### WHAT NEEDS TO BE DONE:
From the commentary below on how markets reacted to the Russian invasion, transcribe the passage that begins at the words "Stock markets are" and stops after "and Bitcoin 300%.".

The Russian Invasion happened fast. After the invasion, stock markets around the world experienced falls. Some were really pronounced – the Russian stock market fell 30%. Others – not so much. The S&P500 only fell 3%.
In the case of Bitcoin, it fell 10%, from $37,000 to $34,470, before recovering to where we are right now: $41,350.
First Call: Calm
It’s not the first time this has happened.
Stock markets are extremely sensitive to events of this kind. When stock markets fall, it means that investors are assuming that companies will generate less income in the future, and as a consequence, the present value of shares falls. The same with metals. The same with cryptocurrencies.
When the WHO declared Covid-19 a pandemic, stock markets fell by 30% on average. Bitcoin fell 50% that same day! It was a sea of blood, but what came next was unexpected, to say the least. Since then the S&P500 has risen 85% and Bitcoin 300%.
To have sold at that time would have been a dire decision.
It turns out that markets generally overreact. Investors do not have time to assess the real impact of the news. So evaluations are precarious in the best of cases, but there is also an urgency to react trying to anticipate others. This results in no one having time to think. They just react viscerally.
The Russian invasion: So what can we expect?
In the short term, Bitcoin remains more volatile than traditional stock markets. In the face of news like this, its price moves in the same direction and to a greater extent. This is neither bad or good per se. An expected phenomenon given its immaturity.

### DATA SECTION:
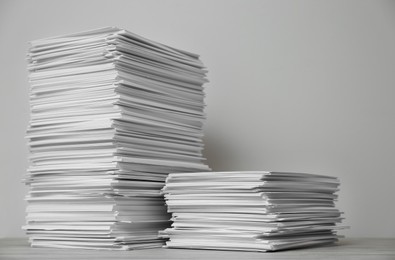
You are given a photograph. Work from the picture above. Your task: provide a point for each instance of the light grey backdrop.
(294, 86)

### TASK SOLUTION:
Stock markets are extremely sensitive to events of this kind. When stock markets fall, it means that investors are assuming that companies will generate less income in the future, and as a consequence, the present value of shares falls. The same with metals. The same with cryptocurrencies.
When the WHO declared Covid-19 a pandemic, stock markets fell by 30% on average. Bitcoin fell 50% that same day! It was a sea of blood, but what came next was unexpected, to say the least. Since then the S&P500 has risen 85% and Bitcoin 300%.